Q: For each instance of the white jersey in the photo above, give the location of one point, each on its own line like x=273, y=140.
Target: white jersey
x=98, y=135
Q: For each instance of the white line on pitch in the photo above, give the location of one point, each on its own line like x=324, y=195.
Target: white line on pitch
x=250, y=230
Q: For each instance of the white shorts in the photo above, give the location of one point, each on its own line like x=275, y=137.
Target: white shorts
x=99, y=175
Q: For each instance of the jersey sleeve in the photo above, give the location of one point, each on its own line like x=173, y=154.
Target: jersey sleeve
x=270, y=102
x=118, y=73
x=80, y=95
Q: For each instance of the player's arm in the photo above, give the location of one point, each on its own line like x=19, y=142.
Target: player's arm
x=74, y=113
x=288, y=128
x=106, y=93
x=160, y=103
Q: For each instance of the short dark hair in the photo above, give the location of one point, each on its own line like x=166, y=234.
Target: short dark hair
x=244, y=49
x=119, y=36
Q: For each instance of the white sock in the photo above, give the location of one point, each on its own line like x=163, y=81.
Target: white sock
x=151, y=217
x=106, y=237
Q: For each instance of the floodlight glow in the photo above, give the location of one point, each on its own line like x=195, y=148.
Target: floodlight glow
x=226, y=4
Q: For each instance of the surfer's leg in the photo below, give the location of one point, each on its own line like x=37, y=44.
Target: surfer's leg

WHAT NEEDS TO BE DONE = Rewrite the listing above as a JSON list of strings, one string per line and no blank lines. Begin at the line that contains "Q: For each instance of the floodlight" and continue through the end of the listing.

SOLUTION TO THIS EXERCISE =
[
  "Q: For each instance of the floodlight glow in the photo above, give the location of one point, each on its own line like x=195, y=148.",
  "Target: floodlight glow",
  "x=226, y=4",
  "Q: For each instance of the surfer's leg in the photo below, give the location of one point, each on its own line like x=37, y=44.",
  "Target: surfer's leg"
]